**Written problem**
Swap "window" for "windowpane" in the data, starting at the beginning and stopping after the line containing "[[238, 169]]", and leave everything else as it is. Omit the pictures from your output.

**Data entries**
----

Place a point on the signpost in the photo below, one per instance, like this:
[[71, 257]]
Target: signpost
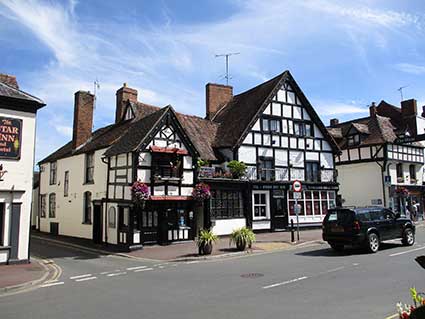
[[297, 189]]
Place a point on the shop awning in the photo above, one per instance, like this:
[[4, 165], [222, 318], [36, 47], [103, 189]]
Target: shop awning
[[165, 197], [173, 150]]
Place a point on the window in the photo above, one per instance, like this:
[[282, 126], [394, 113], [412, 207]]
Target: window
[[226, 204], [399, 169], [412, 171], [353, 139], [303, 129], [52, 206], [312, 172], [43, 206], [112, 217], [260, 205], [89, 167], [167, 165], [87, 208], [53, 167], [271, 125], [66, 184], [267, 172]]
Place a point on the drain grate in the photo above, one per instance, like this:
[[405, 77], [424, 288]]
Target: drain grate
[[252, 275]]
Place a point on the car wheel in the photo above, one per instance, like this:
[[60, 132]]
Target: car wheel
[[337, 247], [408, 237], [373, 242]]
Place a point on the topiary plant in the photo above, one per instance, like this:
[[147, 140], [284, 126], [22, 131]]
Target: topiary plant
[[238, 169]]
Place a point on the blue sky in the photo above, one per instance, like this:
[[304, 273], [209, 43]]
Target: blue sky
[[343, 54]]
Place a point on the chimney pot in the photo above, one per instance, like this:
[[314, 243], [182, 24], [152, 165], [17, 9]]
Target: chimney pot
[[217, 95], [334, 122], [83, 118], [9, 80], [124, 95]]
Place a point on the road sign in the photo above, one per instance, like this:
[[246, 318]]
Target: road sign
[[297, 186]]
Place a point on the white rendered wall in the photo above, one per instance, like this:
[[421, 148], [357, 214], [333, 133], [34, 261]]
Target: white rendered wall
[[70, 209]]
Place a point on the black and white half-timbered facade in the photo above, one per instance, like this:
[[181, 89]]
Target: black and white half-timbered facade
[[272, 128], [382, 157]]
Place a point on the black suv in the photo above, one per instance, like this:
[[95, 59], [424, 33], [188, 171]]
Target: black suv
[[366, 226]]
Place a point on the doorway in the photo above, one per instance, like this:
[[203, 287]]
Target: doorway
[[97, 224], [279, 211]]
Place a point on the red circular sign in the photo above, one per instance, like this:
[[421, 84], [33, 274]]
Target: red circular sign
[[297, 186]]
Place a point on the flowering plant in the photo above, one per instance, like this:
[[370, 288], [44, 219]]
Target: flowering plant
[[201, 191], [140, 191], [404, 310]]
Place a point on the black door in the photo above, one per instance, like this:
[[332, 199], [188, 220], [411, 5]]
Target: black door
[[279, 216], [14, 230], [97, 224]]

----

**Task output**
Place a point on the signpost in the photo below, one per instance, like this:
[[71, 257]]
Target: signpost
[[297, 189]]
Place a point on the shop awning in the photo above, one per instance, like this:
[[4, 165], [222, 318], [36, 47], [103, 189]]
Target: shop awning
[[165, 197], [173, 150]]
Place a point on the windowpane in the photo above, one per instance, like this:
[[282, 126], [394, 113], [412, 207]]
Target: windowpane
[[226, 204], [399, 169], [412, 171], [353, 139], [303, 129], [52, 206], [312, 172], [43, 206], [112, 217], [260, 205], [89, 167], [167, 165], [87, 208], [53, 167], [271, 125], [66, 184], [267, 172]]
Place a point on the drain grate in the photo above, one per instance, like this:
[[405, 77], [424, 288]]
Target: drain grate
[[252, 275]]
Place a point on the car wheel in the photo above, one per instance, like this:
[[60, 132]]
Target: car wheel
[[337, 247], [408, 237], [373, 242]]
Place a point on the topiary plant in the photo above, one per instance, like this:
[[147, 140], [284, 126], [22, 131]]
Target: topiary plant
[[238, 169]]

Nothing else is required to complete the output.